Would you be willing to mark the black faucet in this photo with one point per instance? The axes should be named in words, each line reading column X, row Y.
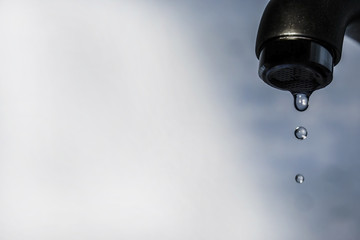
column 300, row 41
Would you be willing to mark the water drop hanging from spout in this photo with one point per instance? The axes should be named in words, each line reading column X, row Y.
column 299, row 178
column 301, row 101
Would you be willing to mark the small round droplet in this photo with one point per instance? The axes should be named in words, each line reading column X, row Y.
column 301, row 101
column 299, row 178
column 300, row 133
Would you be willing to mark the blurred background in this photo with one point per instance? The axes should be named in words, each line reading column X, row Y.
column 138, row 120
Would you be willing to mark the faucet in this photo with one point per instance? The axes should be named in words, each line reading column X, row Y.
column 300, row 41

☆ ☆ ☆ ☆ ☆

■ **Your goal**: Copy out all of the material above word for word, but leave out the pictures.

■ **Task answer**:
Would you be willing to mark the black faucet in this photo with one point per instance? The axes should be named in words, each line reading column X, row Y.
column 300, row 41
Would you be willing to mark the water drop hanging from spout in this photo with one point per instance? The axes should be named in words, each line reading column X, row Y.
column 299, row 178
column 301, row 101
Would you be willing to mark the small round droplet in this photo with one point per instance? The axes should be named in words, each line reading column X, row Y.
column 301, row 101
column 299, row 178
column 300, row 133
Would you be willing to mark the blurred background in this photo with one point per instance? The axes should be named in words, each line reading column X, row Y.
column 138, row 120
Would you be willing to mark the faucet in this photo with one point per instance? The axes should be named in words, each line reading column X, row Y.
column 300, row 41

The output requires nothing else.